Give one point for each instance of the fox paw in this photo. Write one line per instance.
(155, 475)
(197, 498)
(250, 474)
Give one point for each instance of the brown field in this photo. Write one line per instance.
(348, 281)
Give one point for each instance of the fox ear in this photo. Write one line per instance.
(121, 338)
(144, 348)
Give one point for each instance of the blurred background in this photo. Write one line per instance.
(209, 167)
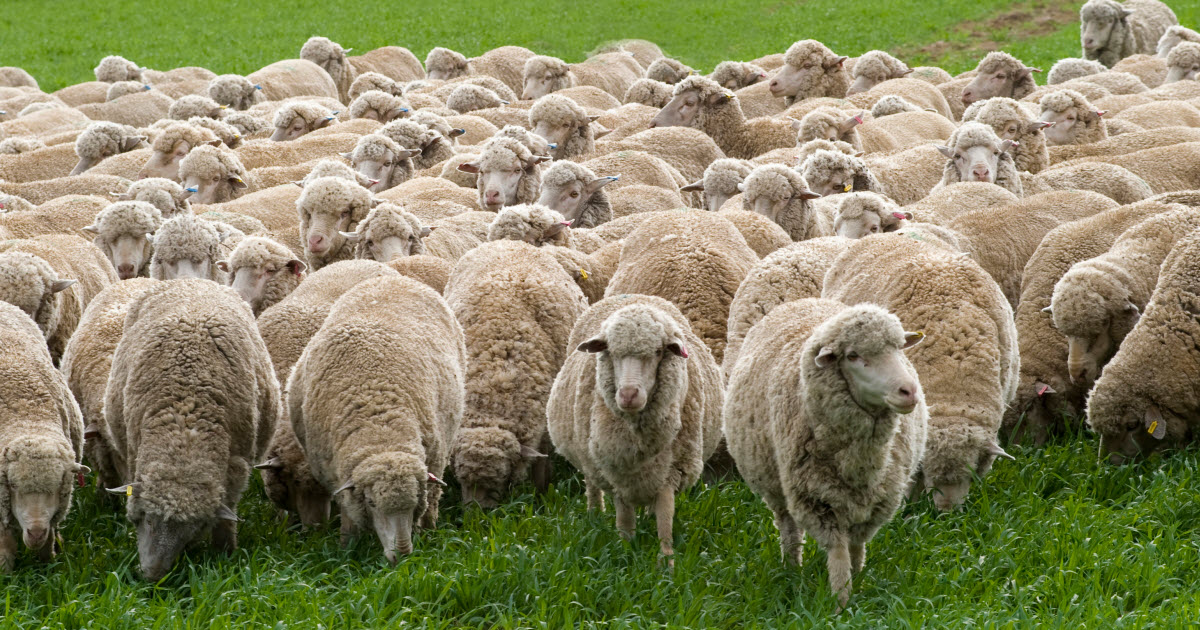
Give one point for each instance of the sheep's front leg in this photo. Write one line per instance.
(664, 516)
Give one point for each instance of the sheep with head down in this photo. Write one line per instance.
(1073, 119)
(1000, 75)
(810, 70)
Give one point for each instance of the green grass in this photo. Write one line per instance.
(1053, 540)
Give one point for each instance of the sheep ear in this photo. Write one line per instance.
(593, 346)
(826, 358)
(1155, 423)
(61, 285)
(533, 454)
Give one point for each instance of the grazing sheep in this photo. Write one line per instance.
(780, 193)
(828, 426)
(564, 125)
(834, 172)
(235, 91)
(695, 259)
(810, 71)
(577, 193)
(701, 103)
(637, 408)
(612, 72)
(1000, 75)
(397, 343)
(41, 442)
(516, 306)
(736, 75)
(213, 174)
(262, 271)
(976, 154)
(786, 275)
(123, 232)
(191, 403)
(328, 208)
(1111, 31)
(105, 139)
(1145, 402)
(967, 366)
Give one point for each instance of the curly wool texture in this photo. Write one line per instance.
(773, 184)
(977, 135)
(189, 449)
(41, 443)
(786, 275)
(966, 365)
(999, 113)
(669, 71)
(823, 169)
(594, 210)
(516, 306)
(114, 69)
(695, 259)
(235, 91)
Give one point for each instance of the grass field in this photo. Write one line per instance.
(1053, 539)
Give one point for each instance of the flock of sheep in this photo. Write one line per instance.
(359, 275)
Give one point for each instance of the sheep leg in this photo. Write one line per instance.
(664, 517)
(624, 517)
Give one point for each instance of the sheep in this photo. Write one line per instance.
(834, 172)
(1099, 300)
(123, 233)
(1144, 400)
(1011, 121)
(669, 71)
(976, 154)
(507, 174)
(105, 139)
(612, 72)
(967, 366)
(564, 125)
(186, 247)
(297, 119)
(262, 271)
(810, 71)
(789, 274)
(88, 361)
(1000, 75)
(736, 75)
(695, 259)
(516, 306)
(184, 453)
(780, 193)
(235, 91)
(41, 442)
(172, 145)
(1073, 120)
(383, 462)
(701, 103)
(1111, 31)
(577, 193)
(835, 459)
(636, 408)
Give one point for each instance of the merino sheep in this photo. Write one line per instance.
(1111, 31)
(637, 408)
(516, 306)
(967, 367)
(396, 342)
(828, 426)
(184, 453)
(41, 442)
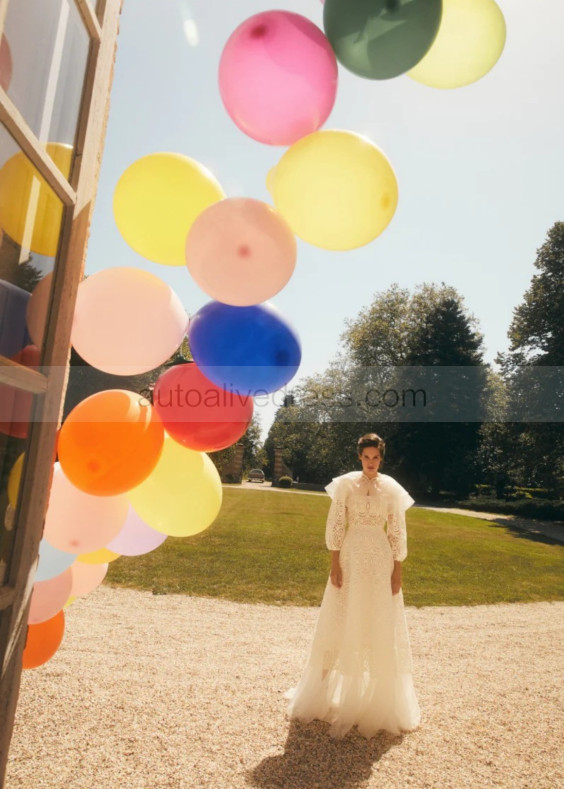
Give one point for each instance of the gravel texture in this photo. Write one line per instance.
(173, 691)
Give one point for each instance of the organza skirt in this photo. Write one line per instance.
(359, 670)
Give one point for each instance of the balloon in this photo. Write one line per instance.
(48, 597)
(136, 537)
(110, 442)
(77, 522)
(336, 189)
(98, 557)
(127, 321)
(9, 516)
(14, 480)
(157, 199)
(5, 64)
(380, 39)
(249, 350)
(16, 404)
(13, 332)
(278, 77)
(86, 577)
(469, 43)
(52, 561)
(197, 413)
(18, 178)
(241, 251)
(36, 310)
(183, 494)
(43, 641)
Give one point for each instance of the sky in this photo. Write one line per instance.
(480, 169)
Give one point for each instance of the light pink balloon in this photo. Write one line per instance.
(6, 65)
(80, 523)
(135, 537)
(86, 577)
(127, 321)
(241, 251)
(36, 310)
(278, 77)
(49, 597)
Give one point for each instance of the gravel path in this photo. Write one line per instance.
(180, 692)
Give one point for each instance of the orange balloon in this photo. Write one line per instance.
(110, 442)
(43, 641)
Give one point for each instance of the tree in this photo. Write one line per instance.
(430, 328)
(536, 337)
(537, 330)
(419, 332)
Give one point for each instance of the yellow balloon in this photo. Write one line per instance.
(14, 480)
(469, 43)
(28, 203)
(157, 199)
(335, 188)
(98, 557)
(182, 495)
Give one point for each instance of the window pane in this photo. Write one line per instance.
(43, 56)
(30, 220)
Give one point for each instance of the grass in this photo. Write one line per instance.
(269, 547)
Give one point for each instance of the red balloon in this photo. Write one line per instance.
(15, 405)
(197, 413)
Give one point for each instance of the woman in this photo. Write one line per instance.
(359, 669)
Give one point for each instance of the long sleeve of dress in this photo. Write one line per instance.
(336, 521)
(396, 531)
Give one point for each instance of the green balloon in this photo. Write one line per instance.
(381, 39)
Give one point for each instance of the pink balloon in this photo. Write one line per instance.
(127, 321)
(241, 251)
(49, 597)
(80, 523)
(278, 77)
(86, 577)
(135, 537)
(36, 310)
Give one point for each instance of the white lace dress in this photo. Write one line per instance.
(359, 670)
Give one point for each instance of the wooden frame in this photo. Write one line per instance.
(78, 198)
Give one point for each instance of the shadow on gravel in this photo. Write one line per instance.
(550, 534)
(313, 759)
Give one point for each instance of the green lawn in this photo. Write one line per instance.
(269, 547)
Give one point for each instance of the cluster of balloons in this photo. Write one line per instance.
(131, 472)
(278, 83)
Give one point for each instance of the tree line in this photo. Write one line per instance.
(411, 368)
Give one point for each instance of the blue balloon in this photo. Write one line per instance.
(13, 330)
(248, 350)
(52, 562)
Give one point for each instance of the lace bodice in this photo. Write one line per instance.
(359, 502)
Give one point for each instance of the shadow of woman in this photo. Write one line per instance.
(313, 759)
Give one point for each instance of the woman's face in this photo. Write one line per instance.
(370, 459)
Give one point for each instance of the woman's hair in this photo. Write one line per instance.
(371, 440)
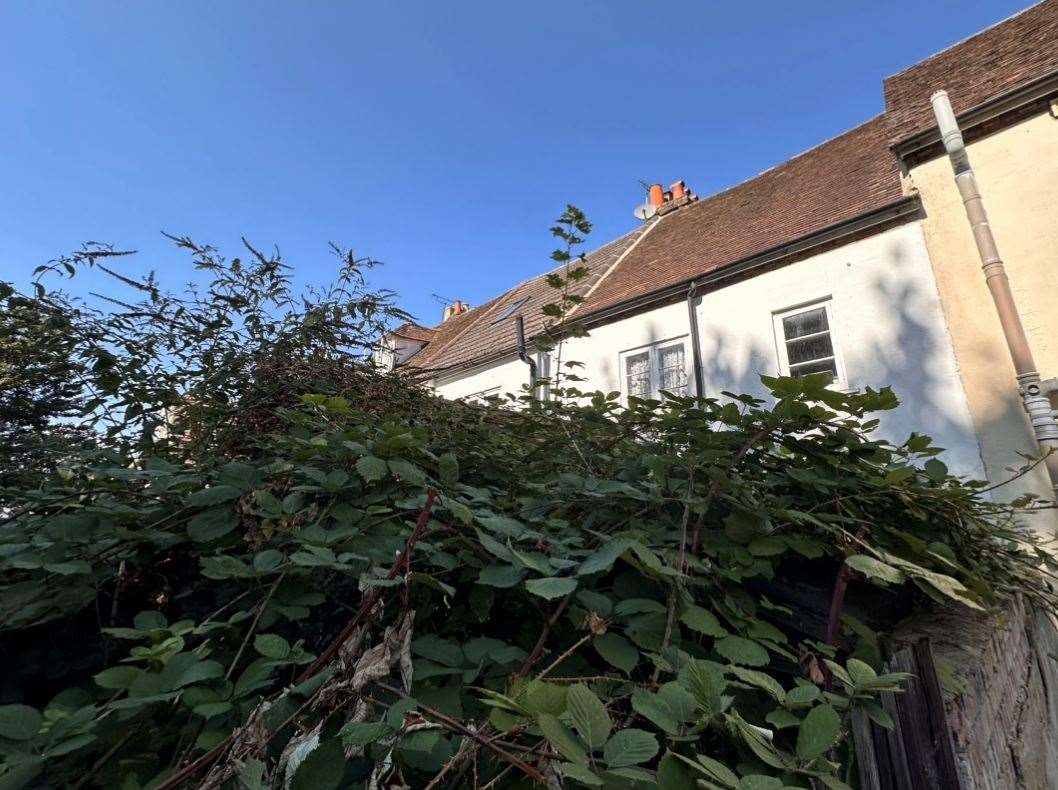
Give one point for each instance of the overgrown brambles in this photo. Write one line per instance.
(320, 575)
(656, 662)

What the task requires: Restate the listing above word for word, and skip the pictures.

Task solution:
Give one point for each instance of the fox paw in this photo. Write one line per instance.
(155, 475)
(197, 498)
(250, 474)
Give one point for each instance of the brown field in this photo. Write one line per instance.
(348, 281)
Give one point for each instance of the fox ear in this photo. Write one line per instance.
(121, 338)
(144, 348)
Give one point for each instance of the blurred background in this photo. Write one line per instance.
(209, 167)
Give one point for each instance of the sheep's front leg in this photo. Write one line per instance.
(664, 516)
Give one point for each instance of the sheep with head down in this photo. Write one line per instance.
(1073, 119)
(1000, 75)
(810, 70)
Give one point for each instance of the green grass in this photo. Write one line per instance.
(1053, 540)
Give one point for each instance of the sheep ear in this photo. Write one line per instance.
(593, 346)
(826, 358)
(1155, 423)
(61, 285)
(533, 454)
Give one point for each instance of the grazing sheep in this photo. Write one line per instance.
(780, 193)
(828, 426)
(564, 125)
(834, 172)
(235, 91)
(695, 259)
(810, 71)
(577, 193)
(701, 103)
(637, 408)
(612, 72)
(1000, 75)
(397, 343)
(41, 442)
(516, 306)
(736, 75)
(213, 174)
(262, 271)
(976, 154)
(786, 275)
(123, 232)
(191, 403)
(328, 208)
(1111, 31)
(105, 139)
(1145, 402)
(967, 366)
Give one point for each instance of the curly wool texture in this photo. Write one line per instance.
(773, 184)
(977, 135)
(189, 449)
(41, 443)
(786, 275)
(966, 365)
(999, 113)
(669, 71)
(823, 169)
(594, 210)
(516, 306)
(114, 69)
(695, 259)
(235, 91)
Give one point for each instance of the grass field in this photo. Write one line per instance.
(1053, 539)
Give one point for each instance of the flock of sheep in this photo. Write one line per instance.
(359, 275)
Give one point for each instance of the sheep leg in this photo. Write one line per instance.
(664, 517)
(624, 517)
Give one point for each instance of the sheep in this photo. Write one line per instance.
(834, 172)
(1099, 300)
(123, 233)
(1144, 400)
(1011, 121)
(669, 71)
(976, 154)
(507, 174)
(105, 139)
(612, 72)
(967, 366)
(564, 125)
(186, 247)
(297, 119)
(262, 271)
(810, 71)
(789, 274)
(88, 361)
(1000, 75)
(736, 75)
(695, 259)
(516, 306)
(184, 453)
(780, 193)
(235, 91)
(41, 442)
(172, 145)
(1073, 120)
(383, 462)
(701, 103)
(1111, 31)
(577, 193)
(835, 459)
(636, 408)
Give one point for each instance of the merino sheep in this photo. Write one line per instance.
(1111, 31)
(637, 408)
(516, 306)
(967, 367)
(396, 342)
(828, 426)
(184, 453)
(41, 442)
Give one point for each instance of the gravel texture in this photo. Write one line per instance.
(173, 691)
Give one point for each instance of the organza skirt in this photo. Write one line per instance.
(359, 670)
Give one point for each instance of the balloon in this photo. Write one line per instance.
(48, 597)
(136, 537)
(110, 442)
(77, 522)
(336, 189)
(98, 557)
(127, 321)
(9, 516)
(14, 480)
(157, 199)
(5, 64)
(380, 39)
(249, 350)
(16, 404)
(13, 332)
(278, 77)
(86, 577)
(469, 43)
(52, 561)
(197, 413)
(18, 178)
(241, 251)
(36, 310)
(183, 494)
(43, 641)
Give one point for each instance of the sky in this photo. Write one line per instance.
(480, 169)
Give one point for each instance of the light pink balloon in this photo. Write one line per instance.
(6, 65)
(80, 523)
(135, 537)
(86, 577)
(127, 321)
(241, 251)
(36, 310)
(278, 77)
(49, 597)
Give one point for each instance of the gravel path in this photo. Write one line per instance.
(180, 692)
Give one point for each instance of the orange balloon in this photo. Write one line per instance.
(110, 442)
(43, 641)
Give one point for each instance of the tree in this photo. Write one line per instance.
(430, 328)
(536, 337)
(537, 330)
(419, 332)
Give one point for each instance of the yellow balloon in this photo. Write one line per instance.
(14, 480)
(469, 43)
(28, 203)
(157, 199)
(335, 188)
(98, 557)
(182, 495)
Give one point for each instance of the window pane in this photo. Write one line per instance.
(43, 56)
(30, 220)
Give one point for each instance of the grass in this photo. Write one line per instance.
(269, 547)
Give one point for each instance of the red balloon in this photo. Write one line per instance.
(15, 405)
(197, 413)
Give one point for each instance of the woman in this photo. Write one line per instance.
(359, 669)
Give one point for each instance of the long sleeve of dress in this photo. Write one line per instance.
(336, 521)
(396, 531)
Give one point for each instance of the green balloon in this photo. Write one line per instance.
(381, 39)
Give one point for each instance of the pink balloon in this photo. Write one line per instance.
(127, 321)
(241, 251)
(49, 597)
(80, 523)
(278, 77)
(86, 577)
(135, 537)
(36, 310)
Give one point for each instance of the white lace dress in this photo. Write one line per instance.
(359, 670)
Give one point for each instance of the wooden frame in this photo. Write one line per instance.
(78, 198)
Give one point for each instance of the shadow on gravel in this photo. Write one line per instance.
(550, 534)
(313, 759)
Give one point for each instance of the green lawn in this photo. Write one line per instance.
(269, 547)
Give one point for each instance of the cluster of balloons in this photo. Write one line per instance.
(131, 472)
(278, 83)
Give one point for each instance of the tree line in this photo. Write one line per instance.
(411, 368)
Give one point for each instance of the blue balloon in this photo. Write one line per instance.
(13, 330)
(248, 350)
(52, 562)
Give one point for each instance of the lace bodice in this photo. Write one line per instance.
(359, 502)
Give one point for each instance of the shadow of woman in this photo. Write one line per instance.
(313, 759)
Give one point for each instance of the woman's face in this photo. Write one line per instance.
(370, 459)
Give one point for each instance of the woman's hair in this photo. Write one line per instance.
(371, 440)
Give one point for each instance of the overgrown brambles in this photo. Write one line per instance.
(320, 575)
(656, 662)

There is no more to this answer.